··· INPUT RECORDS
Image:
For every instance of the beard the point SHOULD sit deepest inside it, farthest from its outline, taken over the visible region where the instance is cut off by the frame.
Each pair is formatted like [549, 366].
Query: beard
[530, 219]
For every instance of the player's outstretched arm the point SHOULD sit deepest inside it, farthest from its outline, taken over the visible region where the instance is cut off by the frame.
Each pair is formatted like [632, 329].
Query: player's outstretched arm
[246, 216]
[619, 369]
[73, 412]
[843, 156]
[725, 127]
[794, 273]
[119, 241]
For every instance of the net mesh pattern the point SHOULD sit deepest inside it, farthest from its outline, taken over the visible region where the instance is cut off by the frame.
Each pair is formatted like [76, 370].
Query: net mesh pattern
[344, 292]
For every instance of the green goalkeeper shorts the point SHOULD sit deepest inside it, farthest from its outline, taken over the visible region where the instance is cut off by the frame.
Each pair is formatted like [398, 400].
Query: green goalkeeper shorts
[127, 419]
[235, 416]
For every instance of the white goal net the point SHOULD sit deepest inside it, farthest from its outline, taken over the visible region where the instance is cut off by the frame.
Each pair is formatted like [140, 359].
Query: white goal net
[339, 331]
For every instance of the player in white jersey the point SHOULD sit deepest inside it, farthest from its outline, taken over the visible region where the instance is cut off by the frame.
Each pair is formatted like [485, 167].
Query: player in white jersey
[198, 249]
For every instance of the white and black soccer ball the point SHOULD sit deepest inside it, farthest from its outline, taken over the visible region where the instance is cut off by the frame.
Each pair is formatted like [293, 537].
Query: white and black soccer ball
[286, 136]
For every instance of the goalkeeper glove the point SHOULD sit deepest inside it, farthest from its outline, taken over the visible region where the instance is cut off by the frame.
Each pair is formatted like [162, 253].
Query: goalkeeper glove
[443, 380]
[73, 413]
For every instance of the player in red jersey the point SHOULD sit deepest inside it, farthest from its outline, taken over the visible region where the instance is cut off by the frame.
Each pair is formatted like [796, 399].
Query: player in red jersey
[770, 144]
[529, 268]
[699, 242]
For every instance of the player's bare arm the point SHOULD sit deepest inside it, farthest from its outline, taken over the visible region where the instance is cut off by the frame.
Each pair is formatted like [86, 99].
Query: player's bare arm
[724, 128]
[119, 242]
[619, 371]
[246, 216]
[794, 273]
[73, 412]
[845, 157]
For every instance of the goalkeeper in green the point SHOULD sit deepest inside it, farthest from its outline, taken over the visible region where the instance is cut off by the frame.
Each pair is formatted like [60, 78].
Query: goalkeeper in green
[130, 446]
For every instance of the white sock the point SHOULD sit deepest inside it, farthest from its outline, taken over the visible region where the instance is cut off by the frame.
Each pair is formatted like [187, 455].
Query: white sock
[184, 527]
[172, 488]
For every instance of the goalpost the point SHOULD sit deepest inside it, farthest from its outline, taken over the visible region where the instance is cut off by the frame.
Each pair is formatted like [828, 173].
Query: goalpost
······
INSTRUCTIONS TO FOLLOW
Lines holding "goalpost" in the data above: copy each of them.

TASK OUTPUT
For every instance of the goalpost the point SHOULD sit deepest inside it, farthest from its outline, taken over the visible region where the instance is cut off by the frame.
Query: goalpost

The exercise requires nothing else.